>>>
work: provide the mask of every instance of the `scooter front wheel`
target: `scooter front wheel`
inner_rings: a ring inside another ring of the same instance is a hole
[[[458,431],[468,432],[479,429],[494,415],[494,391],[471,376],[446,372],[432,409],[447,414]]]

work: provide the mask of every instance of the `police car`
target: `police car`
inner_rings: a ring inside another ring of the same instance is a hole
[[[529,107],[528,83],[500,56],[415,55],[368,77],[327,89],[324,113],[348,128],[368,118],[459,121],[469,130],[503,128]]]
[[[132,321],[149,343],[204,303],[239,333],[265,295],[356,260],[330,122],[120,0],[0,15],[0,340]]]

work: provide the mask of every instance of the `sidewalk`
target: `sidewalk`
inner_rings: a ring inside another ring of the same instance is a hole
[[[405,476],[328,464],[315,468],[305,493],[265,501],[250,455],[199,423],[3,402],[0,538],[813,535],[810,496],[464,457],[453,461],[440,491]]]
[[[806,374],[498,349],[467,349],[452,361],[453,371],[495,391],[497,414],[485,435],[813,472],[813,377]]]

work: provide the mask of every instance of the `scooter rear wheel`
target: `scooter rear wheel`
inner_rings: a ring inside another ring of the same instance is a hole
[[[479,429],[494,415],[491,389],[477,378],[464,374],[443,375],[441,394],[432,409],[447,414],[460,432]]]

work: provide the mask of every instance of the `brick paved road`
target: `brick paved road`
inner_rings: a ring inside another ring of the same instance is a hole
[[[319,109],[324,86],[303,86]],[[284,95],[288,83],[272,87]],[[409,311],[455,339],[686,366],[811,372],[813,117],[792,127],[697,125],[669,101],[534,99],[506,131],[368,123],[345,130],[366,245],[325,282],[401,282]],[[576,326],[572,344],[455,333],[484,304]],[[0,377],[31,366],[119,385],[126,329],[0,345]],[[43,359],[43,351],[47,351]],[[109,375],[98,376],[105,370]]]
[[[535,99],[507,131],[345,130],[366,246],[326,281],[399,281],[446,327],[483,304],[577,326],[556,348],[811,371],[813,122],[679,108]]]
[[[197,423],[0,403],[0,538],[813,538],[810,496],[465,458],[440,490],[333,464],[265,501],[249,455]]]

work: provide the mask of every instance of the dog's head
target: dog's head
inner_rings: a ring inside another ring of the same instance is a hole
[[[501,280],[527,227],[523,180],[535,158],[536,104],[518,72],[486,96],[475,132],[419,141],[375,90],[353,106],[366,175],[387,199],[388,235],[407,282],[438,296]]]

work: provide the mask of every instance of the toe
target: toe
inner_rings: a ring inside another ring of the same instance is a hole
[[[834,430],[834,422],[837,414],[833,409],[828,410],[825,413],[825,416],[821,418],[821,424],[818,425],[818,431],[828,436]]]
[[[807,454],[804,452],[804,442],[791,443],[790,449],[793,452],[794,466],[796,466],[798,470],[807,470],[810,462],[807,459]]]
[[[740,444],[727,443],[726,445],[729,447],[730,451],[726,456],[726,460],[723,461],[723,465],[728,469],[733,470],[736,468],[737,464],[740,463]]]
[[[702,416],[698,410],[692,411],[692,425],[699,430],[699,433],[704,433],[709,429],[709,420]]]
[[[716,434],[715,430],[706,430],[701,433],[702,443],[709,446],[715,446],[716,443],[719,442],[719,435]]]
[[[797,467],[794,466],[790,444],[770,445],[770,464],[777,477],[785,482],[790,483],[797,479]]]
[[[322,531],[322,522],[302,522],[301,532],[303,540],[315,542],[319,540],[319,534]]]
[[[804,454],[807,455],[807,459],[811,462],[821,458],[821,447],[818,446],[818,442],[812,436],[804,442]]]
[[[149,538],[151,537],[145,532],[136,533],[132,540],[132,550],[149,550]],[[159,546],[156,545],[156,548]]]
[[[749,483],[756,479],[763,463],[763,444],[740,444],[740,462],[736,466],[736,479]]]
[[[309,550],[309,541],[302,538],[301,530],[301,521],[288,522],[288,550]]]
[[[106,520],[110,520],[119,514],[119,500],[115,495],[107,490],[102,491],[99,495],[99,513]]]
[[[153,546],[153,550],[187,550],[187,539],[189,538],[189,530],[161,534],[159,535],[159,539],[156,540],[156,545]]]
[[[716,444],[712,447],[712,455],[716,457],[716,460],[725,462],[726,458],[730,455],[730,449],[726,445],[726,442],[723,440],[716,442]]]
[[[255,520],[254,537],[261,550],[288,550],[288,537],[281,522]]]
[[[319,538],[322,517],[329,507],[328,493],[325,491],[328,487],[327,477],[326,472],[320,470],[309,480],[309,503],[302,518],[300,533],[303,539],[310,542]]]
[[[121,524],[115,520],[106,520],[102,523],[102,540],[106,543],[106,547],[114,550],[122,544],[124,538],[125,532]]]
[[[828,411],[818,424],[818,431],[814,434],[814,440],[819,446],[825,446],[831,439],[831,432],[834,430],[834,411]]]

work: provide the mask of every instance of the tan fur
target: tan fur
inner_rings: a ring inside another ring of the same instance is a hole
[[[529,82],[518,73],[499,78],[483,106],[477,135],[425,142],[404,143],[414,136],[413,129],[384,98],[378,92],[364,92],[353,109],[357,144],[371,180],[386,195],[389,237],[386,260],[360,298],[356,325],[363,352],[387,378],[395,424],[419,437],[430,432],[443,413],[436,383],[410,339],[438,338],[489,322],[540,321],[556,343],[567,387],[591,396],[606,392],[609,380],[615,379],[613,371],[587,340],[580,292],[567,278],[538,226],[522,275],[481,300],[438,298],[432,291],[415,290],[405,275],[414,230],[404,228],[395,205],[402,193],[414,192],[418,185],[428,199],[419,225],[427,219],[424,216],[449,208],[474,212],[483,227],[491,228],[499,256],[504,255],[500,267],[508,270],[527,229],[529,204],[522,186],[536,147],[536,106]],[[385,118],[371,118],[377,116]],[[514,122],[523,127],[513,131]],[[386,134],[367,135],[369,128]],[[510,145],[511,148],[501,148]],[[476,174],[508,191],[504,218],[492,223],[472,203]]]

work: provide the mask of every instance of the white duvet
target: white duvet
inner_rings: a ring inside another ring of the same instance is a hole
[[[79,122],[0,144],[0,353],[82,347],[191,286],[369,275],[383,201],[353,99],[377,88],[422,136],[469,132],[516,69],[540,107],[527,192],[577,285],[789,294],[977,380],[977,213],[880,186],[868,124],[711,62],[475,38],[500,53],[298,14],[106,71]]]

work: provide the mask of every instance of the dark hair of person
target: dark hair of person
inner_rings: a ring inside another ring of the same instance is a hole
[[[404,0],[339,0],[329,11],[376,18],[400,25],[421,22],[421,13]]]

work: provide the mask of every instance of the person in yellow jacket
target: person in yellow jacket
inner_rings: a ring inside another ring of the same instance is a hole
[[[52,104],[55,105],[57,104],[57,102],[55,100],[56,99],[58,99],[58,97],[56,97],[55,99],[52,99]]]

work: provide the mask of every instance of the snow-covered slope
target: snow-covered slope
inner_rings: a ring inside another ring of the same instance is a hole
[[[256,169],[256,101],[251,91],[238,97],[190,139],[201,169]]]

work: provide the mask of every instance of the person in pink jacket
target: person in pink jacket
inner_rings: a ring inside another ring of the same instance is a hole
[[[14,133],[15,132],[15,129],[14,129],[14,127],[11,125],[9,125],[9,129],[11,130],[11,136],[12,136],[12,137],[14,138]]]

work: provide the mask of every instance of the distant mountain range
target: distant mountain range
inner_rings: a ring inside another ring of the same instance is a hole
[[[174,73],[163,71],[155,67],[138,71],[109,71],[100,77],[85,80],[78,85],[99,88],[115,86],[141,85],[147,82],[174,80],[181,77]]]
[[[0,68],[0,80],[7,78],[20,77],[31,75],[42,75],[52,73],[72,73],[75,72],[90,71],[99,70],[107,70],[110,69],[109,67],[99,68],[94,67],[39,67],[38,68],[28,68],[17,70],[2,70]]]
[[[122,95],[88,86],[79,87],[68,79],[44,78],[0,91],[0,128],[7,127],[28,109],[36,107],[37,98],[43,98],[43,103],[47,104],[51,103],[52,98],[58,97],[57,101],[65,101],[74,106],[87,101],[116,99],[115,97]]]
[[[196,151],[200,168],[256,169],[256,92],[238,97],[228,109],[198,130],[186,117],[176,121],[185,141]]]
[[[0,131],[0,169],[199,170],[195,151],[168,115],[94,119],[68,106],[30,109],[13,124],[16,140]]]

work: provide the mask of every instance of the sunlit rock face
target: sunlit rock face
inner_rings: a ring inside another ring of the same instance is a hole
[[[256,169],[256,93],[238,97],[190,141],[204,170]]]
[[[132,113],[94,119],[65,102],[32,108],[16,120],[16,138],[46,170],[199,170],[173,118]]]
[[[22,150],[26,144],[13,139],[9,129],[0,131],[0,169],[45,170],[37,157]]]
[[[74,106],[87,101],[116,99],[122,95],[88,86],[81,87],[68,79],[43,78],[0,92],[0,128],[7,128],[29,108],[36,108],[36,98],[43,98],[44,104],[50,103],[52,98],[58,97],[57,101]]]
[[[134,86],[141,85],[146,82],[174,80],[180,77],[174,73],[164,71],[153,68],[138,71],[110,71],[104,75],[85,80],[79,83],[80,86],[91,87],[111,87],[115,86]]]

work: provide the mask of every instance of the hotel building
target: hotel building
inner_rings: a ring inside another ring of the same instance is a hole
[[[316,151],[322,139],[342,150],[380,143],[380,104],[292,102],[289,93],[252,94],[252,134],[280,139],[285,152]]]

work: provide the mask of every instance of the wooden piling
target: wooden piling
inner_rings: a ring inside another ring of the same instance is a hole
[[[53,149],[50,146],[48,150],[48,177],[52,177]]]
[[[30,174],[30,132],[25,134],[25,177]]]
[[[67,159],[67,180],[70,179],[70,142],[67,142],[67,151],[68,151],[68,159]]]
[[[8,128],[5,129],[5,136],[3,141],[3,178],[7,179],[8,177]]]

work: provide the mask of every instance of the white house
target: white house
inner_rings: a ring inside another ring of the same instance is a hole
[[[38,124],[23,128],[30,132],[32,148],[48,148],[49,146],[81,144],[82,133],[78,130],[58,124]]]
<<<
◆ **AIM**
Could you rewrite the rows, starting at the line that contains "work: provide the mask of every instance of the wooden" and ending at the last row, with "piling" swapped for "post" and nothing else changed?

◆ **WRITTEN RESPONSE**
work: provide the mask of every instance of the wooden post
target: wooden post
inner_rings: a ring inside another ring of the same instance is a hole
[[[53,149],[50,146],[48,150],[48,177],[52,177]]]
[[[30,174],[30,132],[25,134],[25,177]]]
[[[67,159],[67,180],[70,179],[70,142],[67,142],[67,151],[68,151],[68,159]]]
[[[8,128],[5,129],[5,136],[3,141],[3,178],[7,179],[8,177]]]

work: provide the mask of every instance of the white house
target: white house
inner_rings: a ring inside another ring of the same instance is a hole
[[[38,124],[23,128],[30,132],[32,148],[48,148],[49,146],[81,144],[82,133],[78,130],[58,124]]]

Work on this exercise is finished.